Starting with the row containing "Precision-ag module: please detect the sea visible" and going on through the last row below, rewrite every line in full and increase each output coordinate by 4. Leave all other numbers unchanged.

◆ ◆ ◆ ◆ ◆

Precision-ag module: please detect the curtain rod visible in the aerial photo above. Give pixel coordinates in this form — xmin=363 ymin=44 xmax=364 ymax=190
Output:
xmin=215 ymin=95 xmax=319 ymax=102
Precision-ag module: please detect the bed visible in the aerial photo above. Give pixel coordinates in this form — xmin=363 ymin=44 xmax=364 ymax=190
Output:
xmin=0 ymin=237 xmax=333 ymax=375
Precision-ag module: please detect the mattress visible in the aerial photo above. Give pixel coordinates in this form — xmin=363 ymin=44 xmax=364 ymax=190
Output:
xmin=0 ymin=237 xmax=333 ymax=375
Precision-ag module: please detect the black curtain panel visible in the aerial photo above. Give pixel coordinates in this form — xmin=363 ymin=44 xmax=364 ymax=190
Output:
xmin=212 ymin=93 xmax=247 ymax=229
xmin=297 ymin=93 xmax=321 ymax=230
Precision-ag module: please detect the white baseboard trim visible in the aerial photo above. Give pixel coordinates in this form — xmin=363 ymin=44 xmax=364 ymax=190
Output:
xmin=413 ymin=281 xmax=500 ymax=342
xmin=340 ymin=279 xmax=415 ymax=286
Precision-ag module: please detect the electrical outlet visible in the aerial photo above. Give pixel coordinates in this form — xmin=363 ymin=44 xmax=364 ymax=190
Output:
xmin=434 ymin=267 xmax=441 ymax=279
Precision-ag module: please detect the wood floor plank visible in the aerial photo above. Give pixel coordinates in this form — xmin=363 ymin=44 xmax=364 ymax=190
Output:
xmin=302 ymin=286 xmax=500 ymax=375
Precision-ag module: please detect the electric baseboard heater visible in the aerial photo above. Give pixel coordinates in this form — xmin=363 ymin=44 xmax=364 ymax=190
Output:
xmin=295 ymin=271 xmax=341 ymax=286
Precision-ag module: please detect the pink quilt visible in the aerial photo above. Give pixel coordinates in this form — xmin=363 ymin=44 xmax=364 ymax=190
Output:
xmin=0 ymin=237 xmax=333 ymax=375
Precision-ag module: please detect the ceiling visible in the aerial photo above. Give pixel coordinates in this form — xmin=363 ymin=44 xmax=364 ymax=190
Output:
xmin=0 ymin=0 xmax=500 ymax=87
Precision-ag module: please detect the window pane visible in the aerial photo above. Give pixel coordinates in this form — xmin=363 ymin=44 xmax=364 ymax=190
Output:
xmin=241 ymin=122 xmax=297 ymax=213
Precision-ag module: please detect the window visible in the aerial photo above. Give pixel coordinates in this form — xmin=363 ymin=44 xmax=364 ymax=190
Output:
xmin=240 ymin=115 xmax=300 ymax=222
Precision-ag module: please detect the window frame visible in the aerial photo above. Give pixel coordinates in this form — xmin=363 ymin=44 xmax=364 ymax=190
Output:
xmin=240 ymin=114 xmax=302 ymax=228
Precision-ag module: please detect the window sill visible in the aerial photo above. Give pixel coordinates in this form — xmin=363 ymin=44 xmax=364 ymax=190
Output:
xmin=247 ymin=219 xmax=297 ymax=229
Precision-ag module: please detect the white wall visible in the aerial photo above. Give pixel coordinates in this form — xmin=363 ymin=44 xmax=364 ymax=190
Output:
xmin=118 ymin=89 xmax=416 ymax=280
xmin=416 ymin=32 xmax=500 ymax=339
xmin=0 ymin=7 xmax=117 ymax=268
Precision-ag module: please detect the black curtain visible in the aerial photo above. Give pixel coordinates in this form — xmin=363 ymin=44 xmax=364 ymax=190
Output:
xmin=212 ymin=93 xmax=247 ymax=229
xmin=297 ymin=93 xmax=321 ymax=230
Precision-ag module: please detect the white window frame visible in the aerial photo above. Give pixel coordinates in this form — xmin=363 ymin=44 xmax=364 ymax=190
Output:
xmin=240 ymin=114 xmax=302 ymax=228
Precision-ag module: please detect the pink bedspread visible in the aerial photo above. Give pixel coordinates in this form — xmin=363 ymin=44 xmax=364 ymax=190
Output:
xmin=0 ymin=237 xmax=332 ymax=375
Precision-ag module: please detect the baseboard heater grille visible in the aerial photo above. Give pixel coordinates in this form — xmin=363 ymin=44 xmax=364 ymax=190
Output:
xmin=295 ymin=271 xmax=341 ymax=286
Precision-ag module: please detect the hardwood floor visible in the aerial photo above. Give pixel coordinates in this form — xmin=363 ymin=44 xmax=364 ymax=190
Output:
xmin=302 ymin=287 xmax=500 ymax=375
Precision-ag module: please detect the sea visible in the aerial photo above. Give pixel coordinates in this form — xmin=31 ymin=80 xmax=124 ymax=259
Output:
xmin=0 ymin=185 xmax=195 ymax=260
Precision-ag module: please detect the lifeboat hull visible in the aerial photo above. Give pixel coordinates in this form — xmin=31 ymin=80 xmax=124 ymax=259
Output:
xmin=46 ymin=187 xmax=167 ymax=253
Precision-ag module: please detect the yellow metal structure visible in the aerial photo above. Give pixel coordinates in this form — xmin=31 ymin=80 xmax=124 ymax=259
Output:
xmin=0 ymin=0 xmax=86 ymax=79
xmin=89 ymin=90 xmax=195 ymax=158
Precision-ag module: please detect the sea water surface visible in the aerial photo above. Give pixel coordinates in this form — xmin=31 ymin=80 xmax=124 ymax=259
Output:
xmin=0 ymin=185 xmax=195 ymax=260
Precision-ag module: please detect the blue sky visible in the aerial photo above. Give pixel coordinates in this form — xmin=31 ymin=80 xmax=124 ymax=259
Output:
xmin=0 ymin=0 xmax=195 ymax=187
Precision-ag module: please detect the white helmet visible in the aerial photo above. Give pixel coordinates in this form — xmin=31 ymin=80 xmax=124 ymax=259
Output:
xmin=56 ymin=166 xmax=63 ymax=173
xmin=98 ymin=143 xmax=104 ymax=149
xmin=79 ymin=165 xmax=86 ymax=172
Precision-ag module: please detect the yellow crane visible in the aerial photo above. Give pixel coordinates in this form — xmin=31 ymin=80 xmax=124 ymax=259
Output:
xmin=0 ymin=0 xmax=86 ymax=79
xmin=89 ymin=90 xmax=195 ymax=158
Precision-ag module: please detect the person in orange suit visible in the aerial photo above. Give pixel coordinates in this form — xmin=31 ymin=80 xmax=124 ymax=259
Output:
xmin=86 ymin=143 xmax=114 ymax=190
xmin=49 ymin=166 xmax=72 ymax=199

◆ ◆ ◆ ◆ ◆

THE SOLUTION
Precision-ag module: please detect the sea visible in the aerial photo above. Give pixel coordinates in this form — xmin=31 ymin=80 xmax=124 ymax=259
Output:
xmin=4 ymin=189 xmax=199 ymax=264
Precision-ag module: please detect the lifeboat hull visible in the aerial photo above. Give pixel coordinates in this form — xmin=31 ymin=80 xmax=124 ymax=259
Output:
xmin=50 ymin=191 xmax=171 ymax=257
Precision-ag module: please detect the yellow metal structure visible in the aerial photo above. Give pixel coordinates in this form — xmin=31 ymin=80 xmax=124 ymax=259
Output:
xmin=4 ymin=4 xmax=90 ymax=83
xmin=93 ymin=94 xmax=199 ymax=162
Precision-ag module: please detect the sea water surface visible in the aerial photo above. Give pixel coordinates in this form — xmin=31 ymin=80 xmax=124 ymax=259
Output:
xmin=4 ymin=189 xmax=199 ymax=264
Precision-ag module: please detect the blue sky visible in the aerial photo above. Give pixel coordinates in this form — xmin=31 ymin=80 xmax=124 ymax=259
Output:
xmin=4 ymin=4 xmax=199 ymax=191
Precision-ag module: please detect the white helmet visible in the aerial photo above. Give pixel coordinates in this form — xmin=31 ymin=80 xmax=124 ymax=259
Output:
xmin=60 ymin=170 xmax=67 ymax=177
xmin=102 ymin=147 xmax=108 ymax=153
xmin=83 ymin=169 xmax=90 ymax=176
Precision-ag module: please detect the yellow crane visible in the aerial photo above. Give pixel coordinates in this form — xmin=31 ymin=80 xmax=124 ymax=259
Output:
xmin=4 ymin=4 xmax=90 ymax=83
xmin=93 ymin=94 xmax=199 ymax=162
Precision-ag module: please detect the person in orange suit visible in the aerial photo above. Give pixel coordinates in this form — xmin=31 ymin=80 xmax=124 ymax=259
Output:
xmin=90 ymin=147 xmax=118 ymax=194
xmin=53 ymin=170 xmax=76 ymax=203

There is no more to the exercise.